── Material for this exercise ──

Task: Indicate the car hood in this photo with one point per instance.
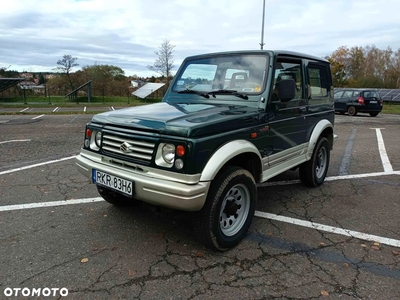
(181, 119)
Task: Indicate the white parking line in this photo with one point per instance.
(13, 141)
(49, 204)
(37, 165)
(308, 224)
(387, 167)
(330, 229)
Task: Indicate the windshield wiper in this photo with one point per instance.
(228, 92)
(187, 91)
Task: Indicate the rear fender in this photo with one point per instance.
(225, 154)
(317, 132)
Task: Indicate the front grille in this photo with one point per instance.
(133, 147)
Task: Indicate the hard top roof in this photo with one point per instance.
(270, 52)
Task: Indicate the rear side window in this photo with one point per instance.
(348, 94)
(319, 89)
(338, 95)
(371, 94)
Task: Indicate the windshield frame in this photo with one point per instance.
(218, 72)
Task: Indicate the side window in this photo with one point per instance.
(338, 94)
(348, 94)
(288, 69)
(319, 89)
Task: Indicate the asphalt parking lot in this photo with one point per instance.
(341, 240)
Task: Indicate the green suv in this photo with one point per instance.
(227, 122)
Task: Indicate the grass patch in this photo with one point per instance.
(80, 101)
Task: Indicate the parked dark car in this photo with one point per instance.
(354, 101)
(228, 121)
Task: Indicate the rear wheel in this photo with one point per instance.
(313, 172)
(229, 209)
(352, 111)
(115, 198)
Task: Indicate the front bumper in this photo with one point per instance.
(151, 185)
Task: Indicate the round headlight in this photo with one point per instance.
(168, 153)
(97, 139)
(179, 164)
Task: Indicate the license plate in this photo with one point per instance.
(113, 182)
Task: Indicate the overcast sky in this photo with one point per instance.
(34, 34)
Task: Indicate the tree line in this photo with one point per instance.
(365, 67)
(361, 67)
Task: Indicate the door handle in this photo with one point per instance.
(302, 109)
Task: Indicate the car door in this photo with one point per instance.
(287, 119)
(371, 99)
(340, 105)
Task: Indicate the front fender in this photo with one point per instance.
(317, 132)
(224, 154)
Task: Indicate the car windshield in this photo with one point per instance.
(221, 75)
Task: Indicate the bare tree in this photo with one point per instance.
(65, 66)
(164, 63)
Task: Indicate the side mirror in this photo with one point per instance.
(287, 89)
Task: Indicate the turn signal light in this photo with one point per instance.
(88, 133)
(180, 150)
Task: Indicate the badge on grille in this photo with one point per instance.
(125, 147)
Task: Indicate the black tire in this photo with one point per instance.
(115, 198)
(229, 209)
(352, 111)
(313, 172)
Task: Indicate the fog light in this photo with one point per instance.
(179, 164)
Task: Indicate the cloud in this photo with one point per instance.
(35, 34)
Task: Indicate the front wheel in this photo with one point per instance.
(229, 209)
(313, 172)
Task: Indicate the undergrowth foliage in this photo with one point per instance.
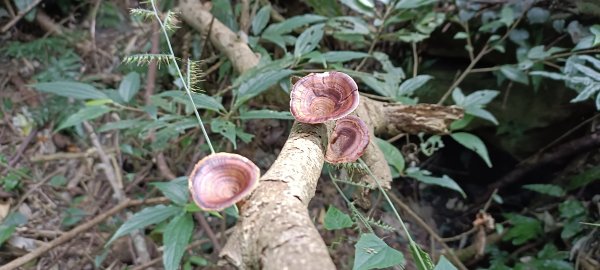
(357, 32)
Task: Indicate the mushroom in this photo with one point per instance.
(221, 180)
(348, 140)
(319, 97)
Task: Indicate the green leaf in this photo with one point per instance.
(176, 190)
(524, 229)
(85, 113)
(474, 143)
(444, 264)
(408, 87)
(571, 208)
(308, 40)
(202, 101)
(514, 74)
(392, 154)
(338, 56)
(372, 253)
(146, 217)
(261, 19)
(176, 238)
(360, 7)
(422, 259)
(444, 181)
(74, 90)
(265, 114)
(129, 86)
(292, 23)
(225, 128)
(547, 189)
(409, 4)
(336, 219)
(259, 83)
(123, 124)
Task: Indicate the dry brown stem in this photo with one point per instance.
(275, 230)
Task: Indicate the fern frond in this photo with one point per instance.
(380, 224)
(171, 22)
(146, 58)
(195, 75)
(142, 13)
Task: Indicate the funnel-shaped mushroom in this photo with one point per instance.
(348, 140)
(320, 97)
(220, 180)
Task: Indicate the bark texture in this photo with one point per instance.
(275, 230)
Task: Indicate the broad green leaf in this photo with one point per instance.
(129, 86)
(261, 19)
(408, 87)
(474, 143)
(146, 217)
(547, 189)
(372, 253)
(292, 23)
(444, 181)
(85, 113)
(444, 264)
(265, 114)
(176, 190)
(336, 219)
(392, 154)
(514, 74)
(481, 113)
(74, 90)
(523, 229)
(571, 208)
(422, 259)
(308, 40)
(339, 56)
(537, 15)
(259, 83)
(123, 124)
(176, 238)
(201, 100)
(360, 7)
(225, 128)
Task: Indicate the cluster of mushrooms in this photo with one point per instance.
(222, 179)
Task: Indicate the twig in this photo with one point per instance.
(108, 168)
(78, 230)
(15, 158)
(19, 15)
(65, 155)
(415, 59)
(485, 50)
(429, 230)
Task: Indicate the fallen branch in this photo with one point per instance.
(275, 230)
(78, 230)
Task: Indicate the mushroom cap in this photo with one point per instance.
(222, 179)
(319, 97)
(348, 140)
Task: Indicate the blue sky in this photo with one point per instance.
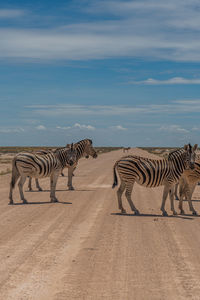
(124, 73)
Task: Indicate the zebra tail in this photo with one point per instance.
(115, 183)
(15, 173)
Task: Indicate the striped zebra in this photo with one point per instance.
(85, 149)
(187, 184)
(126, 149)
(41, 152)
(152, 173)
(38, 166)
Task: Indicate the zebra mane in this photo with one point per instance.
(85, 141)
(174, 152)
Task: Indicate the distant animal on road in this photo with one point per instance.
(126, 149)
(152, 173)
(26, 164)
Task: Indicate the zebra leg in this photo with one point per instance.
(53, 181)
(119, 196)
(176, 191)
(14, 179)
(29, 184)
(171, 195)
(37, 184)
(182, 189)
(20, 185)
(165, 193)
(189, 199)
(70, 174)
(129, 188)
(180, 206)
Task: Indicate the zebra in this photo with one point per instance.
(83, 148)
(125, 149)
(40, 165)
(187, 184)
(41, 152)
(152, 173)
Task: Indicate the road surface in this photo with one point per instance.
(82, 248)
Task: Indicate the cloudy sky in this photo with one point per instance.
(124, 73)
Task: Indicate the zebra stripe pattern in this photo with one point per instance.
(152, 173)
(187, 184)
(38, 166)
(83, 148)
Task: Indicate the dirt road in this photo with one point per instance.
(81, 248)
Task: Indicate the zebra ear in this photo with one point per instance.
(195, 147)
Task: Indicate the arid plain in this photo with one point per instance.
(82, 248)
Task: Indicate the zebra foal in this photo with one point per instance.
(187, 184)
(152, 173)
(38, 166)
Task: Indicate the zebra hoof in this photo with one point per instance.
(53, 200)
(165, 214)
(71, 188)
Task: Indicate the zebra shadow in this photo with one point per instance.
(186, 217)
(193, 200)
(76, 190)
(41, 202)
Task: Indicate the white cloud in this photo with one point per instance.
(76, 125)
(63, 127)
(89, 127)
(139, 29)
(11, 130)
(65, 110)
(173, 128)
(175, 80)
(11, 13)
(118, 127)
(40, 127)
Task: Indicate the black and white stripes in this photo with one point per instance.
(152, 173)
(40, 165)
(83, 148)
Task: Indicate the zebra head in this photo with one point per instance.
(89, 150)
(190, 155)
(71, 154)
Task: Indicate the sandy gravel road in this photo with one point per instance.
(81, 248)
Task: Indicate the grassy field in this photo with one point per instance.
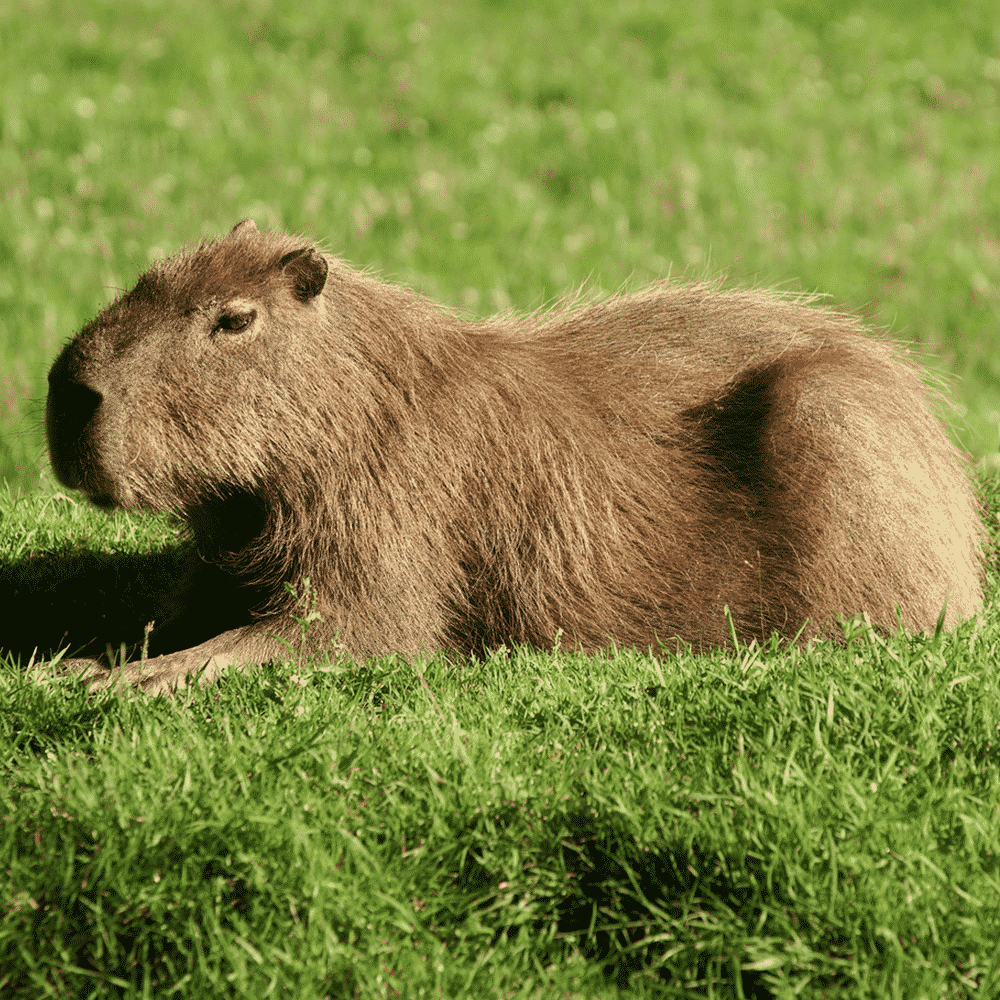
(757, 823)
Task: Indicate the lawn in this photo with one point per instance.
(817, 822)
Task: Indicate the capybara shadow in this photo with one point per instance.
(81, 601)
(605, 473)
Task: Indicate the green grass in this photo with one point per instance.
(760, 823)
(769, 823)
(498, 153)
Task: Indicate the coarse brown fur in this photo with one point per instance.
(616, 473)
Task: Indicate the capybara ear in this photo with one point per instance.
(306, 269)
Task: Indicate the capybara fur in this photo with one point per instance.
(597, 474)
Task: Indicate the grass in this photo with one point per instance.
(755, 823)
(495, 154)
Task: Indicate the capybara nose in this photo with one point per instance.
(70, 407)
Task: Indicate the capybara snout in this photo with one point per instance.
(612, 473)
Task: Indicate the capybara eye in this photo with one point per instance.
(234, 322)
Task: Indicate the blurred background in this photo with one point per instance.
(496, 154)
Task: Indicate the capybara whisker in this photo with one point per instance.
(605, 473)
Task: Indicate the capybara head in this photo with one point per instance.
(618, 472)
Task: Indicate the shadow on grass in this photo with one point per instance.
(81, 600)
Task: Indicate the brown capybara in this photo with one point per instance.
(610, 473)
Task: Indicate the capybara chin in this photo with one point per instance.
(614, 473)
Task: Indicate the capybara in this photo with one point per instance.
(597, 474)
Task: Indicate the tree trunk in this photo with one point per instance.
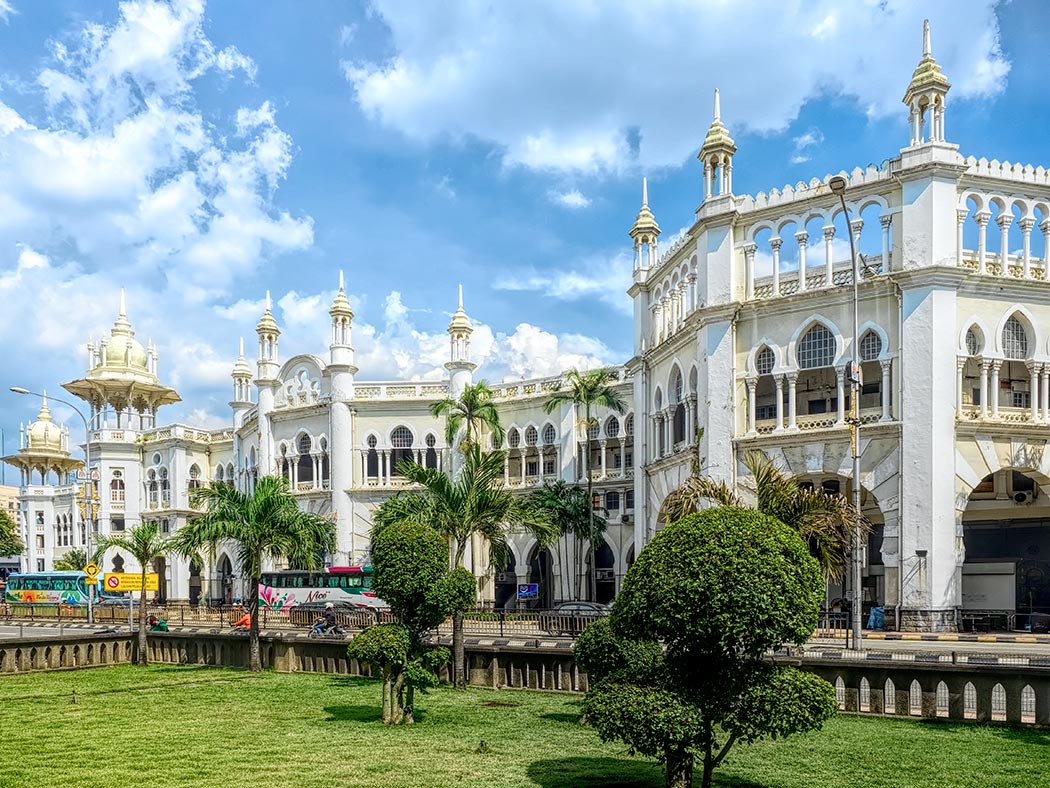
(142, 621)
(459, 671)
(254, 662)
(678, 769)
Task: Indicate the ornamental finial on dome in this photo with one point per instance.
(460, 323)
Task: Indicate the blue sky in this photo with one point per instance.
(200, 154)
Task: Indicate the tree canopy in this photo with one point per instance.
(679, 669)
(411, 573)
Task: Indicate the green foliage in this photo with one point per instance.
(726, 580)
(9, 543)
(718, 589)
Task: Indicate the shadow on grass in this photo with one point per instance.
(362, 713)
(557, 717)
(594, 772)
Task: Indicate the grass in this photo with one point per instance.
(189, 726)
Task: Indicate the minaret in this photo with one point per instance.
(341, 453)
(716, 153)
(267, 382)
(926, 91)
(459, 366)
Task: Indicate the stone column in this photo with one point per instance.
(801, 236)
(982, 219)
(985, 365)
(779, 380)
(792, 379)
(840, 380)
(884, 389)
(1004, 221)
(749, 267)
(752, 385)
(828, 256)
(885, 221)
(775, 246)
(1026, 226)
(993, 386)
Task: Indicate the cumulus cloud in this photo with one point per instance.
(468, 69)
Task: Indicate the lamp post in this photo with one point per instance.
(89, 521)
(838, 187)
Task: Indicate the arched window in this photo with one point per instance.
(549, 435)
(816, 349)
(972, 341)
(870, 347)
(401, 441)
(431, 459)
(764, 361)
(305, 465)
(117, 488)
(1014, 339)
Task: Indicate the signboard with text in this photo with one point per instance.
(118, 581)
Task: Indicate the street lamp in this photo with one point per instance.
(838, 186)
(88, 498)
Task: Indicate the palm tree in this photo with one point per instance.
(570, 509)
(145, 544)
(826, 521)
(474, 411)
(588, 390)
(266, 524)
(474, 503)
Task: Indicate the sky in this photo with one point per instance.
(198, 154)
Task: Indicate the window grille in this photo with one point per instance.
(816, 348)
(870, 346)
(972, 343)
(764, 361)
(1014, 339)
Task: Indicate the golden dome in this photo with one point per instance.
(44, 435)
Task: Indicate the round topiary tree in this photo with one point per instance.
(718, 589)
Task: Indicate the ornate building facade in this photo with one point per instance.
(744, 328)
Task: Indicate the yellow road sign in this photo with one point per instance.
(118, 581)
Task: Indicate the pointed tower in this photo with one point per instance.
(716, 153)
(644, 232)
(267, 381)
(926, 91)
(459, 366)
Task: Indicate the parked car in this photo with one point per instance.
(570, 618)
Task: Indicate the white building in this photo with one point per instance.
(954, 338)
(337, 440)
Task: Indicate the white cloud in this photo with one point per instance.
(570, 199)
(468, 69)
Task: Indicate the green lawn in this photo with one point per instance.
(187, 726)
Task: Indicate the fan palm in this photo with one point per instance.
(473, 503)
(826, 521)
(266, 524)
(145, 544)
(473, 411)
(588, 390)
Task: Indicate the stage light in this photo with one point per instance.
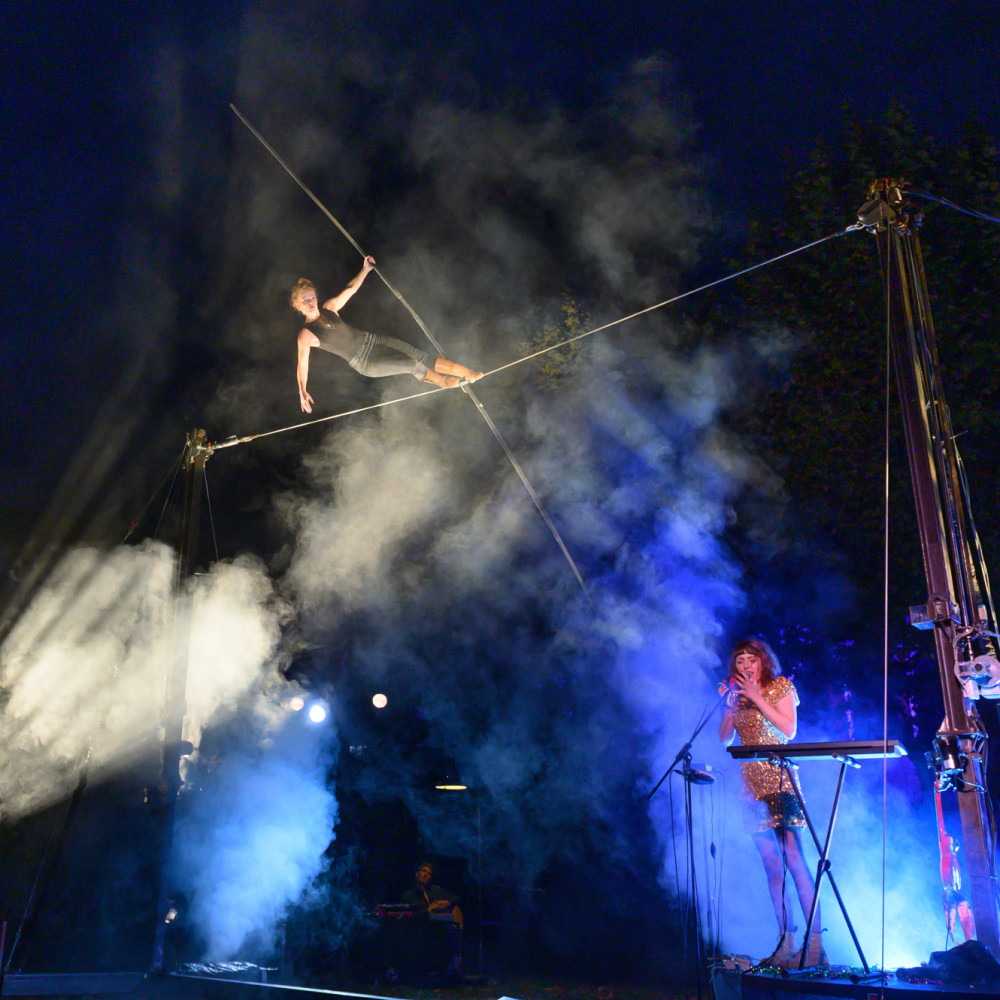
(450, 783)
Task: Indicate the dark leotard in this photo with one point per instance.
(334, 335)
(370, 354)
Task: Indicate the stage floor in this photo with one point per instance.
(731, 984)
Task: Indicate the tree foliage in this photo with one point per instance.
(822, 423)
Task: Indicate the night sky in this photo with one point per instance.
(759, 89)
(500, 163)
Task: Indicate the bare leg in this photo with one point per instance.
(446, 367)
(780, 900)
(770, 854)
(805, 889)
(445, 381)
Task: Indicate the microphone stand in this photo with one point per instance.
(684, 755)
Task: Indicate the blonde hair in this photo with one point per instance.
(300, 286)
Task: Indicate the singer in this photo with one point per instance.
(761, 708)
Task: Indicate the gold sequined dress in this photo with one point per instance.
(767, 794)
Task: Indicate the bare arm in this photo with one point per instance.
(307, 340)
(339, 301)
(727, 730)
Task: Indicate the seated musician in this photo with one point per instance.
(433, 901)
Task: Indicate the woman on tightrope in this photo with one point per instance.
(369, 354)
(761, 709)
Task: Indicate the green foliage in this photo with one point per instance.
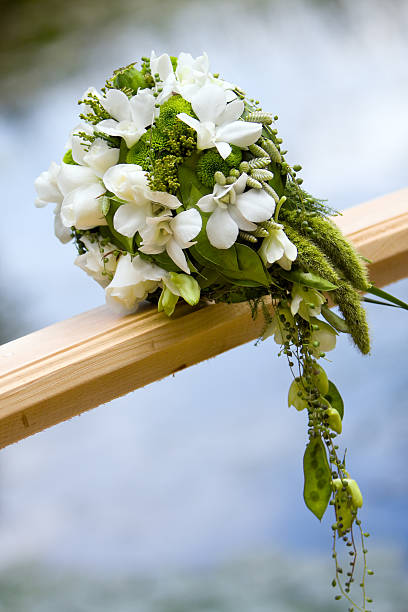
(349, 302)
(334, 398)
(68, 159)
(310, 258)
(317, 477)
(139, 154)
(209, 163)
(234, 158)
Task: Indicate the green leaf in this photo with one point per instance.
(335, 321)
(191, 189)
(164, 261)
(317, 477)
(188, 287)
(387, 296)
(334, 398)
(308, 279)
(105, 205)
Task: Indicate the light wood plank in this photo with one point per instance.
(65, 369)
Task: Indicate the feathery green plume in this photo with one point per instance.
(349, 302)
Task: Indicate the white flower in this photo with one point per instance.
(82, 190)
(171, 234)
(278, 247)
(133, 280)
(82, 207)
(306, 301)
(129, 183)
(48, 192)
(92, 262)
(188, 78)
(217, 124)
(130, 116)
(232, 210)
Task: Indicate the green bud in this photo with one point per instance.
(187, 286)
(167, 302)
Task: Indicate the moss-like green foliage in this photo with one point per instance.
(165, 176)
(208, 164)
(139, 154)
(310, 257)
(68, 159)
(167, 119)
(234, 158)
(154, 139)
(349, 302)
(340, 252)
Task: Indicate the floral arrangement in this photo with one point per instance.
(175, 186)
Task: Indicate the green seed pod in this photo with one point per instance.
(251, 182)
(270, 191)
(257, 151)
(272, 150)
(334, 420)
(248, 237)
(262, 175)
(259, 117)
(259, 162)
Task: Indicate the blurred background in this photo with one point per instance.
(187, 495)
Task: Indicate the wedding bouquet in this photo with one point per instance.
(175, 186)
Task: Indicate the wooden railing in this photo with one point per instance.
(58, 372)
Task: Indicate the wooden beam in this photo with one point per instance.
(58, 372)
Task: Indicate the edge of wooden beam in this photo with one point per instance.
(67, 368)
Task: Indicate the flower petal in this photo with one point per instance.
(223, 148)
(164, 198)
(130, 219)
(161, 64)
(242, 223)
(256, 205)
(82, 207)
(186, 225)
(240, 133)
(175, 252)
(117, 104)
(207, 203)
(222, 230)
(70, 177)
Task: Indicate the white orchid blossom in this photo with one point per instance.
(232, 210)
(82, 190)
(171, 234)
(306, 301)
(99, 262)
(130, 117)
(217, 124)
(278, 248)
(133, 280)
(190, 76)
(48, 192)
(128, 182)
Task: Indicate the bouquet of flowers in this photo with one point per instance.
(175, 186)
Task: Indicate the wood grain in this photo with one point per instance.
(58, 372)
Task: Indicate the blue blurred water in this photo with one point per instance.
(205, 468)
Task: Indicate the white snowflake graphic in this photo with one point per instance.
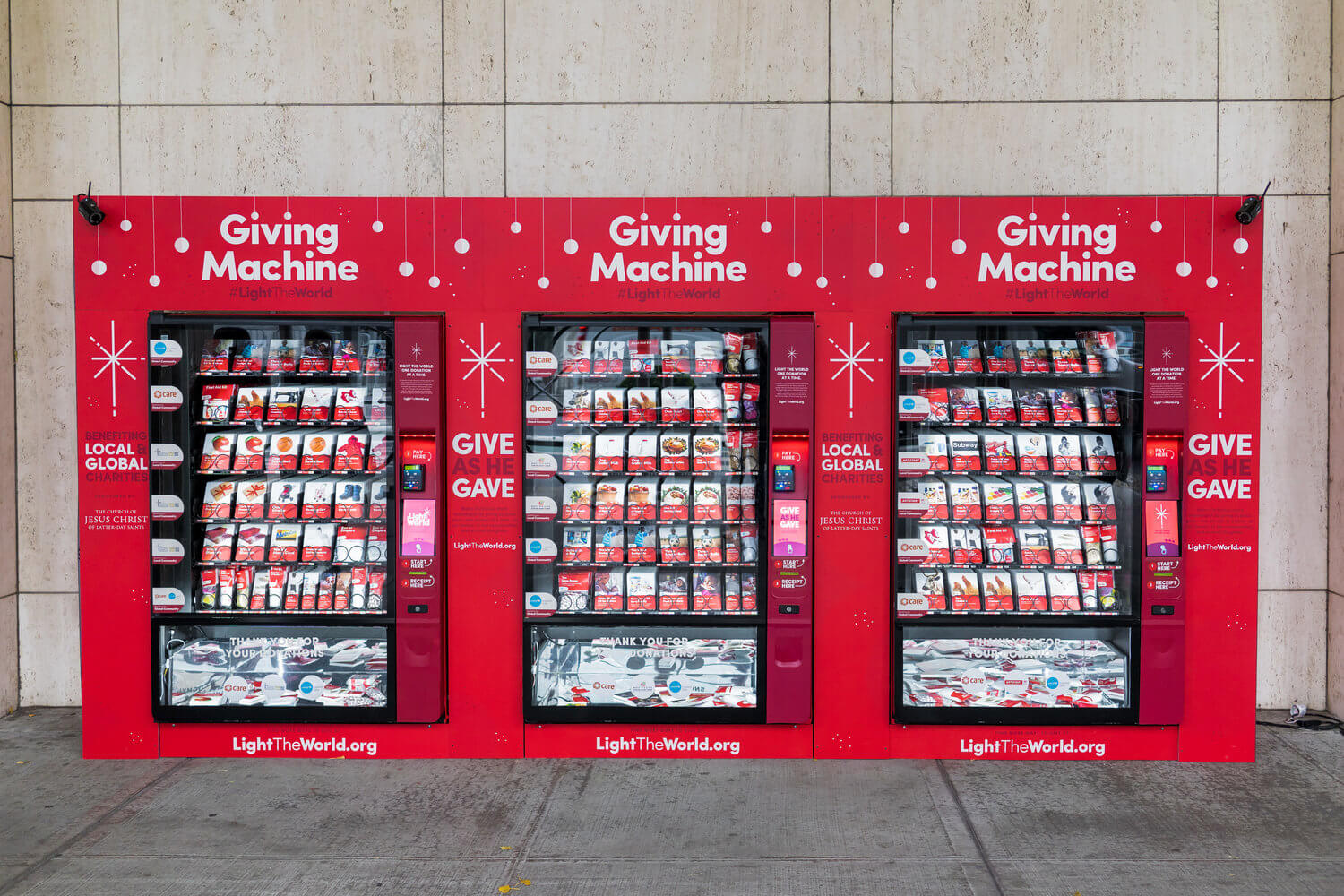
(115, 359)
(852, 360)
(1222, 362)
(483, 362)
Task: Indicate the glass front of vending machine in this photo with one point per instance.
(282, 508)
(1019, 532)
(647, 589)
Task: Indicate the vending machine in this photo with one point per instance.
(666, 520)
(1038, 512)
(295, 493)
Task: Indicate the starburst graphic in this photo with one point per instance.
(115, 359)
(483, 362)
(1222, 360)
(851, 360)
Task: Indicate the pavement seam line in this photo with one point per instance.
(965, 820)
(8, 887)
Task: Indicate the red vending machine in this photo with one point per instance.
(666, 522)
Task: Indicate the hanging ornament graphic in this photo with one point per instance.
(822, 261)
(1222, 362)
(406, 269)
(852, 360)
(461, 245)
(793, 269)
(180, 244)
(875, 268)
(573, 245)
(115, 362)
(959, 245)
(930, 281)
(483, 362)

───

_Set task:_
Recast everything from the line containing "Task: Indicate the wood grain" down to the end of the material as a JSON list of strings, one string per line, skipping blank lines and omitting the pictures.

_Response to this exercise:_
[
  "Task: Indicate the wood grain in this photo with one point per instance.",
  "(58, 372)",
  "Task: Indicate the blue blurred water in this photo with one point per instance.",
  "(205, 468)",
  "Task: Indicate the white snowflake graphic in this photo with one point per instance.",
  "(115, 359)",
  "(852, 360)",
  "(1222, 362)",
  "(483, 362)",
  "Task: Indicate the glass front of vending machine in this photo with one point per instance.",
  "(282, 508)",
  "(1019, 532)",
  "(647, 589)",
  "Task: Indicate the vending machine in this photo with one point per instance.",
  "(666, 520)",
  "(1038, 512)",
  "(295, 493)",
  "Task: Indicate the starburst graphic in this photo with one point per instance.",
  "(115, 359)",
  "(483, 362)",
  "(1222, 360)",
  "(851, 360)",
  "Task: Indicate the pavement seam line in this photo with one point per instance.",
  "(965, 820)",
  "(8, 887)",
  "Task: Indicate the red vending machine in this photo with one point per instance.",
  "(666, 522)",
  "Task: Indicate the hanging ornament graphic in this photo with one point per instance.",
  "(822, 261)",
  "(1222, 362)",
  "(406, 269)",
  "(852, 360)",
  "(461, 245)",
  "(793, 269)",
  "(180, 244)",
  "(875, 268)",
  "(573, 245)",
  "(115, 362)",
  "(959, 245)",
  "(930, 281)",
  "(483, 362)"
]